**WHAT THE TASK ASKS:**
Reproduce the records below in full and without edits, omitting images.

-- Start of DATA LINES --

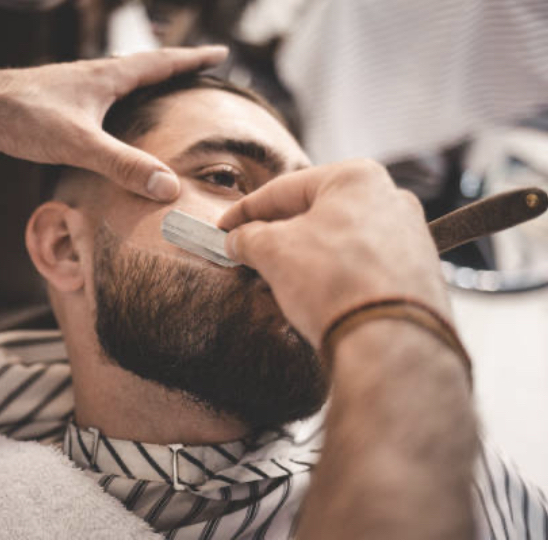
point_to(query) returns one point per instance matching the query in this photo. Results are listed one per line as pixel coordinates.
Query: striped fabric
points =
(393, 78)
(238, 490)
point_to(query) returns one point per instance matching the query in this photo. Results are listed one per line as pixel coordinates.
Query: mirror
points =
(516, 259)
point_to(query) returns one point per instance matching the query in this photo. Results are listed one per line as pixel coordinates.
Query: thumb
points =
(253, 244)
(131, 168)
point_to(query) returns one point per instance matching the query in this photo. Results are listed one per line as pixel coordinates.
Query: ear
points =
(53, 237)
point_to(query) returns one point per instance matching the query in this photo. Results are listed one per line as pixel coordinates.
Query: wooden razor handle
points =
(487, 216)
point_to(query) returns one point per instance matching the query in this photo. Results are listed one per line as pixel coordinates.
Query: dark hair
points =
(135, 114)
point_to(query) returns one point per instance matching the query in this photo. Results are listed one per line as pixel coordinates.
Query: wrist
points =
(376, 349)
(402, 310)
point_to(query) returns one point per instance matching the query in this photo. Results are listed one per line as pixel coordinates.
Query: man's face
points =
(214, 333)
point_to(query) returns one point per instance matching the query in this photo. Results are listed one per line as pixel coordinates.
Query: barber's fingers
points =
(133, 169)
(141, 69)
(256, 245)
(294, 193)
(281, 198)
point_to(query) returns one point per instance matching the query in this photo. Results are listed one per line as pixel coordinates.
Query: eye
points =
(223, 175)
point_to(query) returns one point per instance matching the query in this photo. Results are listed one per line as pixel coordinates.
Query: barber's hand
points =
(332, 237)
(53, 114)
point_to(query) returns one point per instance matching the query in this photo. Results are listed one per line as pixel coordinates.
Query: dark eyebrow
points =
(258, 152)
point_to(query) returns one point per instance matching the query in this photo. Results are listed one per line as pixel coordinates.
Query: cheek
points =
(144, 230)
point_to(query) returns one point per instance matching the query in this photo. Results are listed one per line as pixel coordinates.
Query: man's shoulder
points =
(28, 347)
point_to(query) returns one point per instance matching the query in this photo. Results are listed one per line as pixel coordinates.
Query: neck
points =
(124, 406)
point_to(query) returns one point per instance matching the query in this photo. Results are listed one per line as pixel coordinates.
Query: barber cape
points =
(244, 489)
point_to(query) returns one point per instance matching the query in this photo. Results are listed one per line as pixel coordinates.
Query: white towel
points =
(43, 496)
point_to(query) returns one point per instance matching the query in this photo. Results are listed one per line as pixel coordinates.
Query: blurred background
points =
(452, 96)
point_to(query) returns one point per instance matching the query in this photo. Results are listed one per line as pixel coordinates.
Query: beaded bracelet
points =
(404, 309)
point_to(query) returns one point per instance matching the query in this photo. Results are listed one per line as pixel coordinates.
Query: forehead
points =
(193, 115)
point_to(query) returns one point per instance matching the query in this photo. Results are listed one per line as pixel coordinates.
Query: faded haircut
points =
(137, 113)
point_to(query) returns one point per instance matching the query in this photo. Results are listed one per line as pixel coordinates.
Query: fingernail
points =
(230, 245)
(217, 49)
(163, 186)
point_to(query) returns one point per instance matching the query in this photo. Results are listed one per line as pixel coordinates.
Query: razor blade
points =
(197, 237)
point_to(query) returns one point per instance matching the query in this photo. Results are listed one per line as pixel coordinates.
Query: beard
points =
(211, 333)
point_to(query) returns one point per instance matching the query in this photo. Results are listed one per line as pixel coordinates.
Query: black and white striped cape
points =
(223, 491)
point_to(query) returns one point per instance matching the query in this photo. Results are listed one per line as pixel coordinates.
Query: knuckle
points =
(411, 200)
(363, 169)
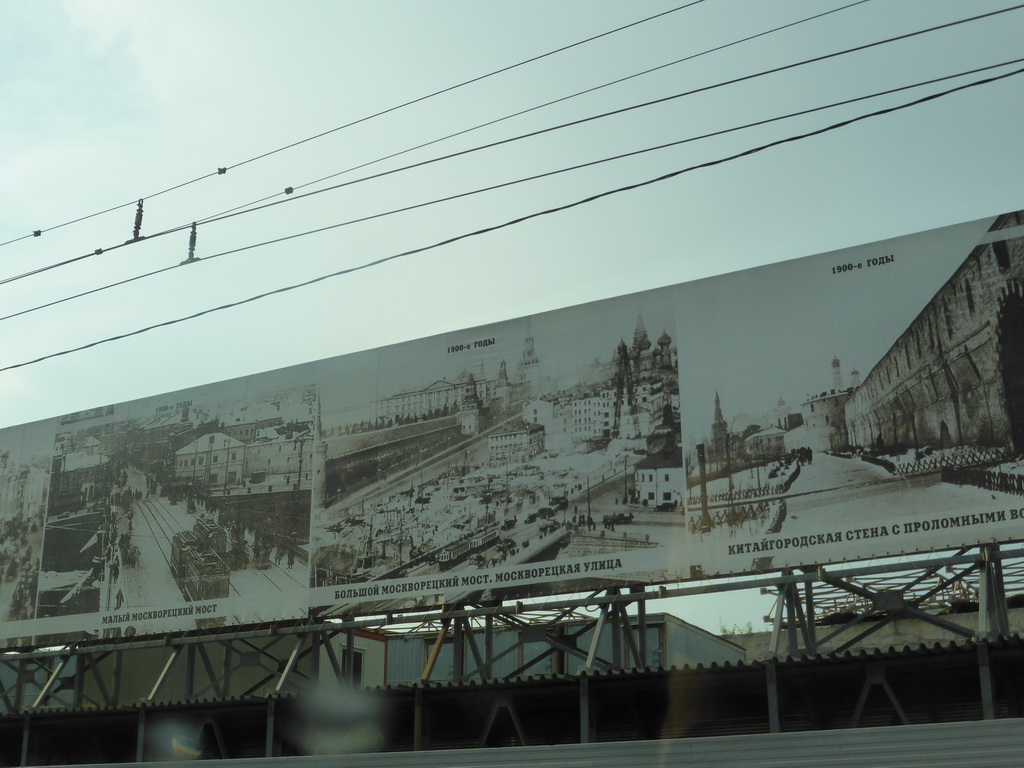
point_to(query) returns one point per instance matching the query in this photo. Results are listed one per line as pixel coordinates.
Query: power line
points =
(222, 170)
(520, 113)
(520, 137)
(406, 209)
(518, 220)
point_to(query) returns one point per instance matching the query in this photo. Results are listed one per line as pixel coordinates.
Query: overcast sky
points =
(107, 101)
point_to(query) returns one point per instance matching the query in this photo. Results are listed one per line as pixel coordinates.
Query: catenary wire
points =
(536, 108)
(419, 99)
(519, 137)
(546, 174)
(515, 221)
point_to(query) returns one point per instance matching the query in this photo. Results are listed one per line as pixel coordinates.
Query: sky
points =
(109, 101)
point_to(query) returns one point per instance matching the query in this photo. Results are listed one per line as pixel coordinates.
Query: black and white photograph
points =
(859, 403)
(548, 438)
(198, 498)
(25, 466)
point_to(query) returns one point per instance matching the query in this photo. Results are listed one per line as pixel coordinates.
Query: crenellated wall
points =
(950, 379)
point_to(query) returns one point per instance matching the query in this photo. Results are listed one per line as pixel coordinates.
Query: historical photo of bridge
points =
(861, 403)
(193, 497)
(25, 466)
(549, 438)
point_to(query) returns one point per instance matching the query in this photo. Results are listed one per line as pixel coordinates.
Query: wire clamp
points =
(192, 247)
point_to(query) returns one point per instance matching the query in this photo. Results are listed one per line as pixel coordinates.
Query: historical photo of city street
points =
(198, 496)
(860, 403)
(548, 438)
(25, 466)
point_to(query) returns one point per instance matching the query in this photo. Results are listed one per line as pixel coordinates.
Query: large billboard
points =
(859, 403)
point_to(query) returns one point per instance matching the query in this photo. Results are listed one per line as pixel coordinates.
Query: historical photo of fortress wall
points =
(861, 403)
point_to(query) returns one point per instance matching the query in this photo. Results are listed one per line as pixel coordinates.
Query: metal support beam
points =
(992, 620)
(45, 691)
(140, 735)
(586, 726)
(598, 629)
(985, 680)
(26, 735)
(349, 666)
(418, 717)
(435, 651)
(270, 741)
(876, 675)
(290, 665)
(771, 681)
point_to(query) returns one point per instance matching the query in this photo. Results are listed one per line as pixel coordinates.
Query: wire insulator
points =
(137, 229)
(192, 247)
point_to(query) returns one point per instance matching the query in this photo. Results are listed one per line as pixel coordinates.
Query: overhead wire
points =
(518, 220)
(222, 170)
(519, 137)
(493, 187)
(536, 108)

-- End of DATA LINES --

**RESULT:**
point_to(query) returns one point per instance matching the query in this photo. Results are listed one per line as pixel coordinates.
Query: striped fabric
points =
(393, 78)
(238, 490)
point_to(query) returns one point per instance matching the query in this photo. Results are listed one per line as pixel coordinates.
Query: mirror
points =
(516, 259)
point_to(query) returns one point per instance matching the query in this photo. Results are listed one per line as pixel coordinates.
Query: thumb
points =
(253, 244)
(131, 168)
point_to(query) returns one point per instance matching the query in this photo. Results are listed one per line as pixel coordinates.
Query: ear
points =
(53, 237)
point_to(query) returns one point per instance matching the query in this photo. Results are listed one per line as pixel coordinates.
Query: wooden razor handle
points =
(487, 216)
point_to(query) returns one point per instance matching the query in this photo. Results are listed one per line as pixel coordinates.
Query: dark hair
points =
(135, 114)
point_to(query) returns one point per instance matching the query in this photo. Results are listed one per line as pixel coordinates.
Query: wrist
points =
(376, 349)
(402, 310)
point_to(query) returns one point per instance matching the query in this photo. Results are listed one per line as pixel coordinates.
Query: man's face
points =
(214, 333)
point_to(query) returns one point per instance matching the query in this photo. Results are listed one per line as pixel coordinates.
Query: barber's fingers
points =
(133, 169)
(141, 69)
(256, 245)
(294, 193)
(281, 198)
point_to(query) returns one point per instance matching the query in this photo. Results are listed one per line as pixel coordinates.
Query: eye
points =
(223, 175)
point_to(query) returns one point per instance matching the query in this photo. Results are listed one per line as pixel coordinates.
Query: barber's hand
points =
(332, 237)
(53, 114)
point_to(query) returns one point per instance matching the query in this photo. Results are listed one per line as pixel coordinates.
Query: dark eyebrow
points =
(258, 152)
point_to(query) returns one point per instance matching the query in this photo. Results are listed one per line as pixel coordinates.
Query: cheek
points =
(144, 230)
point_to(query) returns one point per instance matching the query in this photo. Results are listed one per line as pixel coordinates.
Query: man's shoulder
points =
(28, 347)
point_to(query) returns one point per instance matching the query in this photo. Results are listed one per line as pixel coordinates.
Query: neck
points =
(124, 406)
point_to(query) returns one point per instance matching the query in this photo. Results are listed one per line as pixel coordinates.
Query: barber cape
points =
(244, 489)
point_to(query) returns one point per instance matching the query in this photo. Results are listed one per line as pixel coordinates.
Query: white towel
points =
(43, 496)
point_to(query) returns one point per instance matching the query in this photo. Results are listed one per line as pixel coordinates.
Query: blurred background
points =
(452, 96)
point_to(query) returns one point per instance matching the query in this photo. Results are listed one per line as pixel coordinates.
Query: beaded bracelet
points =
(404, 309)
point_to(query) returns one point per instance matching the query in this photo. Results are listed one per line as pixel coordinates.
Query: forehead
points =
(193, 115)
point_to(query) returns one point per instance matching the query in this photo. Results are listed one per line as pixel coordinates.
Query: faded haircut
points =
(137, 113)
point_to(query) returns one point per instance matching the query in this photo. Results are listed one per line as pixel coordinates.
Query: fingernail
points =
(230, 245)
(217, 49)
(163, 186)
point_to(query) returns one point per instance matching the query in this photo. Results are listed one per line as pixel coordinates.
Query: razor blade
points =
(197, 237)
point_to(query) returns one point per instance matching the query in this photo. Results are listed one per line as pixel coordinates.
Query: beard
points =
(211, 333)
point_to(query) returns one point per instance matching the query in this photo. Results are listed one per line as pixel coordinates.
Query: black and white striped cape
points =
(223, 491)
point_to(query) returns one point per instance matching the query in this photo. Results are listed one per line as pixel coordinates.
Query: knuckle
points =
(411, 200)
(363, 169)
point_to(query) returns one point per instance matching the query in this photo. Results are listed one per line as pixel coordinates.
Query: power line
points =
(222, 170)
(520, 113)
(520, 137)
(406, 209)
(518, 220)
point_to(query) returns one point per instance matching the query in this photo. Results are listed one per line as pixel coordinates.
Query: overcast sky
points =
(107, 101)
point_to(query) returns one point per instance matching the query in this photo. Results are listed one per line as pixel coordinates.
Query: catenary wire
points =
(536, 108)
(419, 99)
(519, 137)
(546, 174)
(515, 221)
point_to(query) returns one point per instance matching the query in this photo. Results are listed one per line as pixel coordinates.
Query: sky
points =
(109, 101)
point_to(query) returns one point per instance matching the query in this photo. Results are listed one per line as pixel coordinates.
Query: black and white photograph
points =
(859, 403)
(548, 438)
(198, 498)
(25, 466)
point_to(query) returns one point per instance matching the query in this photo. Results are listed one per line as pixel coordinates.
Query: crenellated wall
points =
(950, 379)
point_to(query) returns one point per instance matching the query in this photo. Results are listed one per line as pixel coordinates.
Query: historical photo of bridge
points =
(861, 403)
(193, 497)
(25, 466)
(549, 438)
point_to(query) returns one point per instance matching the query in this photo. Results are listed one per line as pixel coordinates.
Query: wire clamp
points =
(192, 247)
point_to(query) returns one point per instance matching the query in this photo. Results are listed one per line as pixel coordinates.
Query: historical photo of city street
points =
(198, 496)
(860, 403)
(548, 438)
(25, 466)
point_to(query) returns one point per instance matching the query in this photo. Results are listed one per line as pixel coordinates.
Query: large billboard
points =
(859, 403)
point_to(query) returns one point per instance matching the query in this photo. Results are listed one per line as pixel coordinates.
Query: historical photo of fortress wall
points =
(861, 403)
point_to(query) returns one point per instance matching the query in this photo. Results are listed one per line as pixel coordinates.
Query: metal support beam
points =
(992, 620)
(45, 691)
(140, 735)
(586, 726)
(598, 629)
(985, 680)
(26, 735)
(349, 666)
(418, 717)
(435, 651)
(270, 741)
(876, 675)
(290, 665)
(771, 681)
point_to(query) returns one point per instance matching the query in this photo. Results are listed one per line as pixel coordinates.
Query: wire insulator
points =
(137, 229)
(192, 247)
point_to(query) returns one point per instance matching the query in this photo. Results are listed one per line as pixel coordinates.
Query: overhead wire
points =
(518, 220)
(222, 170)
(519, 137)
(493, 187)
(536, 108)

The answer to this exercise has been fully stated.